---------- TEXT SEGMENT

Edited at 2010-05-02 04:29 am (UTC)
mmegaera
May. 2nd, 2010 04:32 am (UTC)
When I lived there it was about 35,000 plus the 30,000 students, of whom I was one.

As for your link, I don't know whether to laugh or cry. But yeah, I'm more inclined to think a government-based solution might work better in the long run than a corporate-based one, just because maybe then profit won't be the only concern.

But I've never claimed to be anything but a liberal economically.
mindstalk
May. 2nd, 2010 04:37 am (UTC)
Either way, a fair number of people, especially all those students.

And if revenue is $1 billion after cutting third-half of stops, subsidizing service should be about the same. Trivial. Hell, at a rough estimate, service to every little town every hour would then cost about $40 billion/year. I get a matching estimate from imagining putting a bus an hour apart along all the roads of the US. So, yeah, I see your liberal and raise to social democrat.

Wrong link though, I meant http://www.eurotrib.com/story/2009/5/1/174635/6513 . Long but meaty, especially the analysis that "leave it up to the market" actually has an intrinsic anti-renewable bias, due to the financing difference.
mmegaera
May. 2nd, 2010 06:01 pm (UTC)
Spoken like a true Easterner, though [g].

[tries to imagine busses trundling every hour through eastern Montana, or parts of Utah and New Mexico, and wonders who on earth would be riding them [g]]
mindstalk
May. 2nd, 2010 06:09 pm (UTC)
Not many people.
OTOH if the fares were cheap, or especially free, perhaps a fair bit more. If bus service is once a day, you can cheaply go visit someone in the next town or two over, but you'll need a place to stay. If it's every hour, and bidirectional, you can make day trips. Or commute. What were a string of isolated towns connected only for people with cars become a more integrated community for everyone.

--------------------
---------- GIVEN DATA

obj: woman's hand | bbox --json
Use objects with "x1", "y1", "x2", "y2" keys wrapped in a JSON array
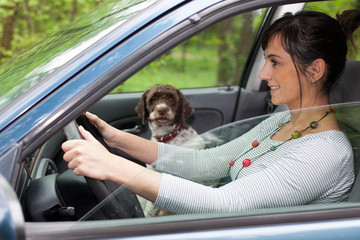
[
  {"x1": 61, "y1": 124, "x2": 162, "y2": 202},
  {"x1": 62, "y1": 125, "x2": 118, "y2": 180},
  {"x1": 86, "y1": 112, "x2": 118, "y2": 147}
]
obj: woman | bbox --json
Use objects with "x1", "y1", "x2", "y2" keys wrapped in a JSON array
[{"x1": 62, "y1": 11, "x2": 360, "y2": 213}]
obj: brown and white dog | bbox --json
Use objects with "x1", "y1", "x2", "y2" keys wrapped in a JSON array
[
  {"x1": 135, "y1": 85, "x2": 205, "y2": 217},
  {"x1": 135, "y1": 84, "x2": 204, "y2": 148}
]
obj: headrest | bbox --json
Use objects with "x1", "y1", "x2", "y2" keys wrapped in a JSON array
[{"x1": 329, "y1": 60, "x2": 360, "y2": 103}]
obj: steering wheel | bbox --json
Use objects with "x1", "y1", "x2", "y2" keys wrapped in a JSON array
[{"x1": 64, "y1": 115, "x2": 144, "y2": 219}]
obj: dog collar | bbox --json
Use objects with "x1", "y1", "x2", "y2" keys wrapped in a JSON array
[{"x1": 155, "y1": 123, "x2": 181, "y2": 143}]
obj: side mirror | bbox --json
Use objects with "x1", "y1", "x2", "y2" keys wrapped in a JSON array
[{"x1": 0, "y1": 174, "x2": 25, "y2": 240}]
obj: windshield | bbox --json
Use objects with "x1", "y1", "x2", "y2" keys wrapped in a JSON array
[{"x1": 0, "y1": 0, "x2": 155, "y2": 110}]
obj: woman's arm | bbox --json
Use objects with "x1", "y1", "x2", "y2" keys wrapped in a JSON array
[{"x1": 86, "y1": 112, "x2": 158, "y2": 164}]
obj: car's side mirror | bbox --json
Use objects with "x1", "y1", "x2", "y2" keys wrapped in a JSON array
[{"x1": 0, "y1": 174, "x2": 25, "y2": 240}]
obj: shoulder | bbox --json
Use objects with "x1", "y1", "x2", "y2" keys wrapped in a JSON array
[{"x1": 293, "y1": 130, "x2": 354, "y2": 162}]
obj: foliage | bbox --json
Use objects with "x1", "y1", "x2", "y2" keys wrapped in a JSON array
[{"x1": 0, "y1": 0, "x2": 105, "y2": 63}]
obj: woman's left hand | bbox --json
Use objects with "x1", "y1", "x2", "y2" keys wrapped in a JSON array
[{"x1": 62, "y1": 126, "x2": 116, "y2": 180}]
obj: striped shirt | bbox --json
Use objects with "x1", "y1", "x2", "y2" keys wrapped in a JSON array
[{"x1": 155, "y1": 112, "x2": 354, "y2": 213}]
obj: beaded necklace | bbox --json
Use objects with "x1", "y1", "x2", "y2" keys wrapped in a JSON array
[{"x1": 229, "y1": 106, "x2": 335, "y2": 168}]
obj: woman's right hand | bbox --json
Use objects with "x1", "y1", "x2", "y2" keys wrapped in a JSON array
[{"x1": 86, "y1": 112, "x2": 119, "y2": 147}]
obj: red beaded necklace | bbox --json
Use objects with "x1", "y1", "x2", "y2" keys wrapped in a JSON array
[{"x1": 229, "y1": 106, "x2": 335, "y2": 167}]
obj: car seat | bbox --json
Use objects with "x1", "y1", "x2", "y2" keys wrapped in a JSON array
[{"x1": 329, "y1": 60, "x2": 360, "y2": 202}]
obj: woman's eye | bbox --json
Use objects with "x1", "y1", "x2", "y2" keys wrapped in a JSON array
[{"x1": 271, "y1": 60, "x2": 278, "y2": 66}]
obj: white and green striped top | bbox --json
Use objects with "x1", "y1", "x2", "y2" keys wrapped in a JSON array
[{"x1": 155, "y1": 112, "x2": 354, "y2": 213}]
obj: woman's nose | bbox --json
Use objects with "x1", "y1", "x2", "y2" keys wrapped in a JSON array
[{"x1": 259, "y1": 63, "x2": 270, "y2": 81}]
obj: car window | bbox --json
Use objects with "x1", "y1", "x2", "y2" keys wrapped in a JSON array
[
  {"x1": 112, "y1": 9, "x2": 267, "y2": 93},
  {"x1": 0, "y1": 0, "x2": 155, "y2": 110},
  {"x1": 305, "y1": 0, "x2": 360, "y2": 60},
  {"x1": 74, "y1": 102, "x2": 360, "y2": 221}
]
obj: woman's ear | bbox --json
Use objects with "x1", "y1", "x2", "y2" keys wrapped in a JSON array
[{"x1": 310, "y1": 58, "x2": 326, "y2": 83}]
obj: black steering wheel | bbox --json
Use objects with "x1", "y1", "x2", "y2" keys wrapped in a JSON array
[{"x1": 65, "y1": 115, "x2": 144, "y2": 219}]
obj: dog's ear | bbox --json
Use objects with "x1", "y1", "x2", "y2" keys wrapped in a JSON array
[
  {"x1": 135, "y1": 90, "x2": 149, "y2": 124},
  {"x1": 176, "y1": 89, "x2": 194, "y2": 129}
]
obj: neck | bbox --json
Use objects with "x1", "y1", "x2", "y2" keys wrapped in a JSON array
[{"x1": 288, "y1": 94, "x2": 329, "y2": 122}]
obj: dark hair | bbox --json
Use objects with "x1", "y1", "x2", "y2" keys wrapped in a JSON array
[{"x1": 262, "y1": 10, "x2": 360, "y2": 96}]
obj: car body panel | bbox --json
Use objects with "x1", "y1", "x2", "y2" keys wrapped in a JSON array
[{"x1": 0, "y1": 1, "x2": 217, "y2": 133}]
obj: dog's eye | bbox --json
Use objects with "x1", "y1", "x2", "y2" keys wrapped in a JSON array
[{"x1": 165, "y1": 94, "x2": 174, "y2": 101}]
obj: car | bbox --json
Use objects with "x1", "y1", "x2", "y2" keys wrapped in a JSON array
[{"x1": 0, "y1": 0, "x2": 360, "y2": 240}]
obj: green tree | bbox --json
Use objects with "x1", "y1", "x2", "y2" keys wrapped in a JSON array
[{"x1": 0, "y1": 0, "x2": 105, "y2": 64}]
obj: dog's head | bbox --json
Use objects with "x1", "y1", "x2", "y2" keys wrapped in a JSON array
[{"x1": 135, "y1": 84, "x2": 194, "y2": 129}]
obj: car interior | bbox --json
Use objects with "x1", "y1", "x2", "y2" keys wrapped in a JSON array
[{"x1": 17, "y1": 1, "x2": 360, "y2": 234}]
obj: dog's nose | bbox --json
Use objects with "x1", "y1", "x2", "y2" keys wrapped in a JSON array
[{"x1": 158, "y1": 108, "x2": 168, "y2": 115}]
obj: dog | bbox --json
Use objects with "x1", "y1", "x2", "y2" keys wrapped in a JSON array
[
  {"x1": 135, "y1": 84, "x2": 205, "y2": 149},
  {"x1": 135, "y1": 84, "x2": 205, "y2": 217}
]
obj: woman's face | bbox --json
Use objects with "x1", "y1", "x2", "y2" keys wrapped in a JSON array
[{"x1": 259, "y1": 36, "x2": 300, "y2": 109}]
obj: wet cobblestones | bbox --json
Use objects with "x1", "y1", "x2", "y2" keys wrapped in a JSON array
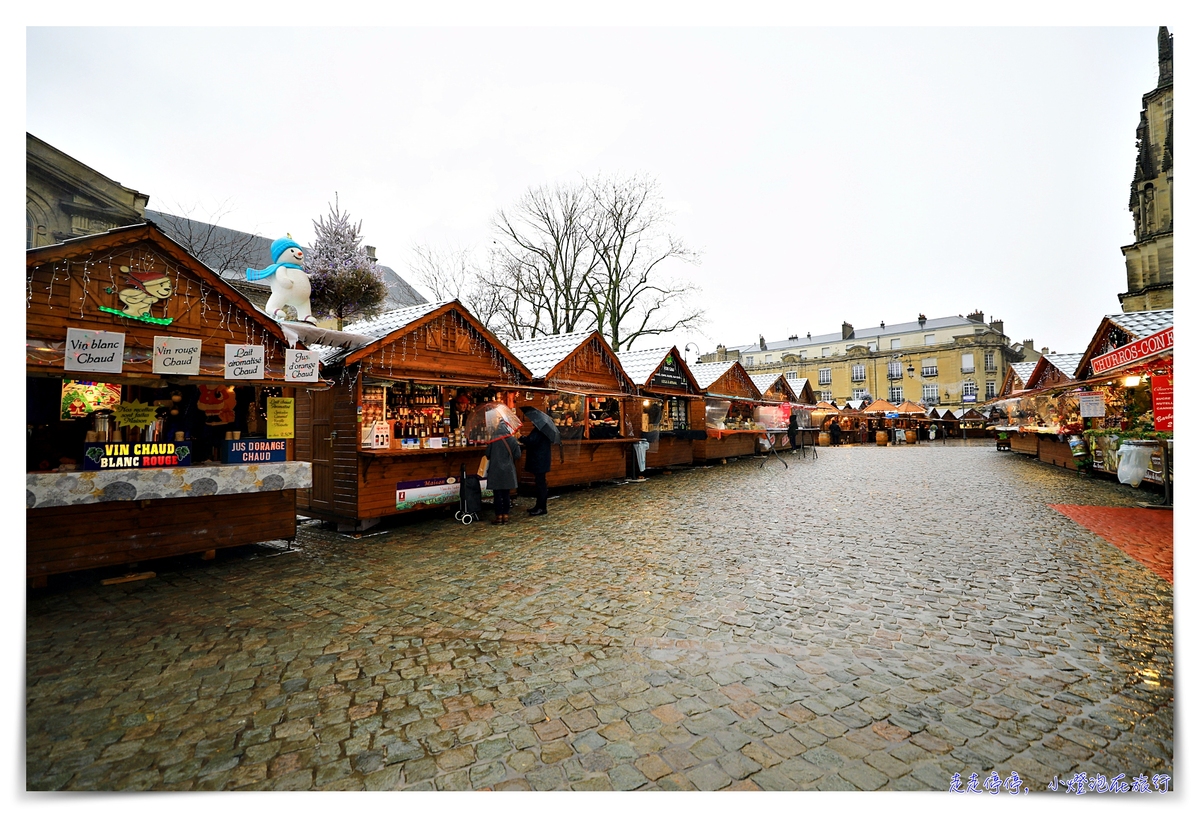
[{"x1": 26, "y1": 446, "x2": 1174, "y2": 790}]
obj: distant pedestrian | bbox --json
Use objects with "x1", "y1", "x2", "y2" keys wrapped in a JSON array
[
  {"x1": 487, "y1": 423, "x2": 521, "y2": 525},
  {"x1": 521, "y1": 426, "x2": 552, "y2": 517}
]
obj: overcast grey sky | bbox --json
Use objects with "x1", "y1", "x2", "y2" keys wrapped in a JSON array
[{"x1": 26, "y1": 26, "x2": 1158, "y2": 351}]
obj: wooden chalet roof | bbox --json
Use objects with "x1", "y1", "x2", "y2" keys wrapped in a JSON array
[
  {"x1": 326, "y1": 300, "x2": 533, "y2": 383},
  {"x1": 863, "y1": 398, "x2": 896, "y2": 414},
  {"x1": 1025, "y1": 353, "x2": 1084, "y2": 389},
  {"x1": 690, "y1": 361, "x2": 762, "y2": 401},
  {"x1": 25, "y1": 223, "x2": 290, "y2": 384},
  {"x1": 508, "y1": 330, "x2": 636, "y2": 395},
  {"x1": 750, "y1": 373, "x2": 799, "y2": 403},
  {"x1": 617, "y1": 347, "x2": 701, "y2": 392},
  {"x1": 786, "y1": 378, "x2": 817, "y2": 405},
  {"x1": 1072, "y1": 309, "x2": 1175, "y2": 380}
]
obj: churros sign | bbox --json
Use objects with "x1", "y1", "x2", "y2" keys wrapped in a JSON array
[{"x1": 1092, "y1": 326, "x2": 1175, "y2": 375}]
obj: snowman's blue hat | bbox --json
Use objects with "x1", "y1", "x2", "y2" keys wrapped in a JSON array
[{"x1": 271, "y1": 236, "x2": 304, "y2": 261}]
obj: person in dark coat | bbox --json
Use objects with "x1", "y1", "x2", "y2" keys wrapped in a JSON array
[
  {"x1": 487, "y1": 419, "x2": 521, "y2": 525},
  {"x1": 520, "y1": 426, "x2": 553, "y2": 517}
]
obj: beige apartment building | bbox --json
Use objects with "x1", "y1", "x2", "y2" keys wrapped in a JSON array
[{"x1": 701, "y1": 312, "x2": 1038, "y2": 408}]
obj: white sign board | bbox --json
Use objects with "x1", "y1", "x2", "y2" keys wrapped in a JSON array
[
  {"x1": 1079, "y1": 392, "x2": 1104, "y2": 417},
  {"x1": 226, "y1": 344, "x2": 266, "y2": 380},
  {"x1": 154, "y1": 335, "x2": 200, "y2": 375},
  {"x1": 62, "y1": 327, "x2": 125, "y2": 372},
  {"x1": 283, "y1": 349, "x2": 320, "y2": 381}
]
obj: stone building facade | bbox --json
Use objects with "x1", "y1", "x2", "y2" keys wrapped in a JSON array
[
  {"x1": 25, "y1": 133, "x2": 150, "y2": 249},
  {"x1": 1117, "y1": 26, "x2": 1175, "y2": 312},
  {"x1": 701, "y1": 312, "x2": 1038, "y2": 408}
]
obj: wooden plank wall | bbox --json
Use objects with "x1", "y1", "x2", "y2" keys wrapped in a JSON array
[
  {"x1": 25, "y1": 489, "x2": 296, "y2": 577},
  {"x1": 292, "y1": 389, "x2": 313, "y2": 510},
  {"x1": 517, "y1": 440, "x2": 632, "y2": 493},
  {"x1": 692, "y1": 432, "x2": 758, "y2": 462},
  {"x1": 352, "y1": 447, "x2": 489, "y2": 519},
  {"x1": 25, "y1": 241, "x2": 287, "y2": 375},
  {"x1": 1038, "y1": 435, "x2": 1078, "y2": 471},
  {"x1": 1012, "y1": 429, "x2": 1038, "y2": 457}
]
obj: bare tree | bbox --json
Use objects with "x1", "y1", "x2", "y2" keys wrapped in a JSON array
[
  {"x1": 408, "y1": 245, "x2": 515, "y2": 337},
  {"x1": 154, "y1": 199, "x2": 263, "y2": 277},
  {"x1": 586, "y1": 175, "x2": 704, "y2": 350},
  {"x1": 492, "y1": 185, "x2": 595, "y2": 337}
]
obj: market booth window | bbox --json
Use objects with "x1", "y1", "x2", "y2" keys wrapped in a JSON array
[
  {"x1": 25, "y1": 219, "x2": 326, "y2": 584},
  {"x1": 690, "y1": 361, "x2": 766, "y2": 462},
  {"x1": 508, "y1": 332, "x2": 640, "y2": 491},
  {"x1": 618, "y1": 347, "x2": 704, "y2": 471}
]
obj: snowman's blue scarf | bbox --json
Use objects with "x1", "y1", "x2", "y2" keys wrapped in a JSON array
[{"x1": 246, "y1": 261, "x2": 304, "y2": 281}]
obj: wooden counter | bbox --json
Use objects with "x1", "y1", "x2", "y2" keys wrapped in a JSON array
[{"x1": 25, "y1": 462, "x2": 311, "y2": 585}]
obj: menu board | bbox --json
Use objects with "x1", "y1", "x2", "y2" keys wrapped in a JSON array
[{"x1": 1150, "y1": 375, "x2": 1175, "y2": 432}]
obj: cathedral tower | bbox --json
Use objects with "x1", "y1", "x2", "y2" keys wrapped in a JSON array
[{"x1": 1117, "y1": 25, "x2": 1175, "y2": 312}]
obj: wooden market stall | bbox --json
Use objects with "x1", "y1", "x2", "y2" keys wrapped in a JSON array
[
  {"x1": 750, "y1": 373, "x2": 800, "y2": 451},
  {"x1": 296, "y1": 301, "x2": 532, "y2": 530},
  {"x1": 690, "y1": 361, "x2": 762, "y2": 463},
  {"x1": 508, "y1": 331, "x2": 641, "y2": 491},
  {"x1": 25, "y1": 224, "x2": 314, "y2": 585},
  {"x1": 786, "y1": 378, "x2": 829, "y2": 450},
  {"x1": 617, "y1": 347, "x2": 704, "y2": 469},
  {"x1": 863, "y1": 398, "x2": 899, "y2": 446},
  {"x1": 988, "y1": 353, "x2": 1084, "y2": 469}
]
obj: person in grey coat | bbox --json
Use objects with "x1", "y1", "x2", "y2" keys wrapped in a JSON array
[{"x1": 487, "y1": 426, "x2": 521, "y2": 525}]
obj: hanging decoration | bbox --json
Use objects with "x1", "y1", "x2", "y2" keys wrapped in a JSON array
[{"x1": 246, "y1": 233, "x2": 317, "y2": 325}]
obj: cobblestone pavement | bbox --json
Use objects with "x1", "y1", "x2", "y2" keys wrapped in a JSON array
[{"x1": 26, "y1": 446, "x2": 1174, "y2": 792}]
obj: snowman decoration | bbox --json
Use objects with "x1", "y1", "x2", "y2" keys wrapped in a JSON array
[{"x1": 246, "y1": 234, "x2": 317, "y2": 324}]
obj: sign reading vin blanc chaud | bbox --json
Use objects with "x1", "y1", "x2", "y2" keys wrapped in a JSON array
[{"x1": 62, "y1": 327, "x2": 125, "y2": 372}]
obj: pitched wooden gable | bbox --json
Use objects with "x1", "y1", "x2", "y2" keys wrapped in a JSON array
[
  {"x1": 545, "y1": 332, "x2": 635, "y2": 395},
  {"x1": 706, "y1": 363, "x2": 762, "y2": 401},
  {"x1": 25, "y1": 224, "x2": 288, "y2": 380},
  {"x1": 346, "y1": 301, "x2": 532, "y2": 384}
]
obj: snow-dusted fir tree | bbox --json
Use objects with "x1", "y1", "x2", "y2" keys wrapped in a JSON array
[{"x1": 305, "y1": 193, "x2": 388, "y2": 330}]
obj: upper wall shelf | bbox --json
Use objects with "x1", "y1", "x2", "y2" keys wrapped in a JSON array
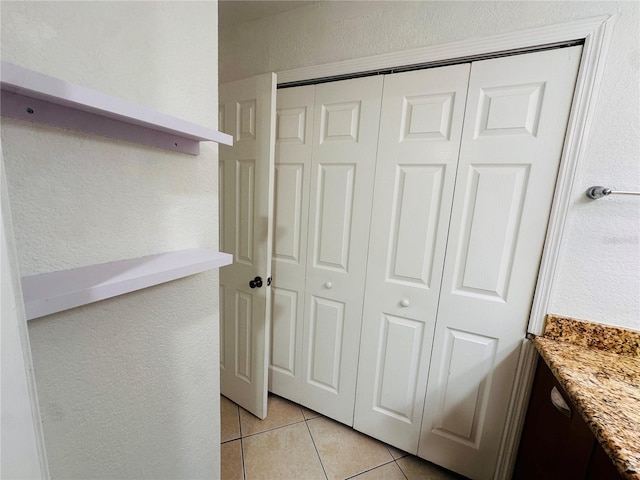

--------------------

> TASK DESCRIPTION: Could you write the next part of the comment thread about bus service to small towns, picking up after its last comment?

> EXPECTED OUTPUT:
mmegaera
May. 2nd, 2010 08:17 pm (UTC)
Nothing personal, but have you ever actually been to eastern Montana?

A lot of those little towns are pretty much a day's trip apart from each other by car, let alone bus. Without any other little towns in between. And most of those little "towns" are wide spots in the road where the ranchers come in to do their shopping and visit the post office.

There are places in the world where public transportation just isn't practical. Not many, I admit, but eastern Montana is definitely one of them.
mindstalk
May. 2nd, 2010 10:43 pm (UTC)
Yeah, I've been through it on Greyhound more than once.

"Day's trip" seems rather an exaggeration, looking at a map. Montana's only 600 miles wide, and less tall. Roads wind, true, but 60 mph is still going to take you through a lot of the state in 8 hours.

There's also that this scheme is going to have buses running down the main highways every hour anyway, to connect the big population centers; small places on the highway can get service pretty naturally, especially on a "signal for dropoff or call ahead to get picked up" basis.

Off-highway towns... less realistically likely to get supported; I did say "on every road", that's partly to show how relatively cheap it'd be -- if society chose to support a principle that you should be able to get from A to B even if you can't drive. Practicality... yes, there'd be a lot of empty capacity in order to maintain capability, just as a private car lies idle most of the time just to support its owners capability.

There's multiple levels of public transportation; despite my "every road" upper bound (of which there are apparently 2.7 million paved miles and 1.3 million unpaved, compared to 75,000 km -- unit switch -- of highways) this was mostly about interurban transit, being able to get out of town and eventually to any major location in the US, also some amount of medium-distance job commuting. For day to day local public transportation once an hour pretty much sucks -- though better than nothing for those with no other choice. "Every five minute" local service through Montana probably isn't practical. Every hour intertown seems doable.
mmegaera
May. 3rd, 2010 02:30 am (UTC)
Once you get off the main highways, it's not so much a matter of "roads winding" as it is "roads in bad repair."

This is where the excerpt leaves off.